======== 本文抜粋 ========

2015-05-20

成長戦略優先の歪み。

この4月から機能性表示食品制度が始まった。企業側の責任において、 科学的根拠のもとに健康等への機能性を商品に表示できるという制度で、企業側にとってはありがたい。これまで「トクホ」でお馴染みの特定保健用食品や栄養機能食品という制度もあったが、こちらは食品安全委員会の審査や臨床試験が必要だったりして、商品化するまでにそれなりに時間とコストがかかっていた。

昨日、消費者庁との会議が行われ、この制度が議論となった。これまでのトクホや栄養機能食品に加え似たような機能性表示などつくる必要があったのか。消費者の混乱を招くだけではないか、という思いが拭えない。しかも今回の機能性表示が企業にとっては一番簡単で、それなりの知見と合わせて申請するだけで「機能性表示食品」の表示が可能となる。何となくきな臭い。

一方で課題とされてきた原料原産地表示や食品添加物、遺伝子組み換えなどの表示に向けた議論は全く進んでいない。こちらの方が消費者団体にとって最も喫緊の課題と言えるもので、関心も高かった。それがなぜ降って湧いたように機能性表示などが優先されたのか。

皆さん察しのとおり、この裏には政権の成長戦略があった。安倍政権となり規制改革会議が八面六臂の活躍をしている。この機能性表示食品も一昨年6月に同会議で決定されたもの。それ受け消費者庁が関連会議をバタバタと開催し緊急で法案をつくったのだ。そのため原料原産地表示などの新たな食品表示の検討が先送りされた。

こんな具合で成長戦略優先で政策が進められ、国民の安全、安心(もちろん平和も)といった課題が先送りされる傾向にある。

今日の本会議で提案された防衛省設置法改正案では、防衛装備品の開発・取得・輸出を一元的に担う機関として防衛装備庁を新設する。武器の開発、輸出も立派な成長産業である。日本版産軍複合体が現実味を帯びてきた。

そんな中、今朝の紙面を小さく占めた記事がある。昨年度の一世帯当たりの消費支出が一ヶ月平均24万8,929円で、実質ベース前年度比5.0%減だったこと。総務省が発表した。3年ぶりのマイナスで下げ幅は比較可能な01年度以降で最大だ。リーマン・ショックで震撼した08年度でさえ2.6%減だった。原因は消費増税や円安による物価上昇で消費の落ち込みが続いたことと分析している。

======== エントリー抜粋 ========

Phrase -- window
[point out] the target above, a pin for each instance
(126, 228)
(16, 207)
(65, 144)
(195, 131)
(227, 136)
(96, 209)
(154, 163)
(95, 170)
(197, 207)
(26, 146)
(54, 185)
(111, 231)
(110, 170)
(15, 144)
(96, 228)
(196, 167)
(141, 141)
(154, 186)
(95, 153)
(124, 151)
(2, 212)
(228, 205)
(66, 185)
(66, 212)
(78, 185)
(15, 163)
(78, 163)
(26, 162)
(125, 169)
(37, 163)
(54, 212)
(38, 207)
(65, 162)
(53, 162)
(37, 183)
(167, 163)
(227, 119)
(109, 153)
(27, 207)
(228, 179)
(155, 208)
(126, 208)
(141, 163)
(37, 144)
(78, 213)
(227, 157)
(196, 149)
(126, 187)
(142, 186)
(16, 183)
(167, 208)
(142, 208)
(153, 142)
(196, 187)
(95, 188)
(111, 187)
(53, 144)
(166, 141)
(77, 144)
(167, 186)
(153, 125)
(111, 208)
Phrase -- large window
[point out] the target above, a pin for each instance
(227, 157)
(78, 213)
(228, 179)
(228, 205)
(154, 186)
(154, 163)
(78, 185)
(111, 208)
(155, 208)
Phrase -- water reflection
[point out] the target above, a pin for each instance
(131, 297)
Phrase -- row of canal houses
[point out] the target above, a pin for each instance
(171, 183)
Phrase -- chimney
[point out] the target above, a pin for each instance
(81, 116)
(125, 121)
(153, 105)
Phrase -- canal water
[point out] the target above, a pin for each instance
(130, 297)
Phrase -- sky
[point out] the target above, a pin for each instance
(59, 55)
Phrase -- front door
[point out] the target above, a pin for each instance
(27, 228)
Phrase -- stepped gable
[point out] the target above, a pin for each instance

========

#### 課題一覧
A) 次の(i)〜(iii)の記述が本文の内容と一致するかどうかを判定してください。それぞれ「はい」か「いいえ」で答え、判断の決め手となる本文の語句をそのまま引用してください。
(i) 機能性表示食品制度は4月に開始された。
(ii) 原料原産地表示に向けた議論は大きく前進した。
(iii) 08年度の消費支出は前年度比5.0%減であった。
B) エントリーのうち、「Phrase -- front door」を含む行から始まり、エントリーの末尾で終わる範囲の各行を、指示の行も含めて書き出してください。その際、座標の数値はすべて13ずつ増やしてください。
本文とエントリーは、互いに関連のない別個の資料です。

#### 各問の解答
A)
(i) はい。「この4月から機能性表示食品制度が始まった。」
(ii) いいえ。「一方で課題とされてきた原料原産地表示や食品添加物、遺伝子組み換えなどの表示に向けた議論は全く進んでいない。」
(iii) いいえ。「リーマン・ショックで震撼した08年度でさえ2.6%減だった。」

B)
Phrase -- front door
[point out] the target above, a pin for each instance
(40, 241)
Phrase -- stepped gable
[point out] the target above, a pin for each instance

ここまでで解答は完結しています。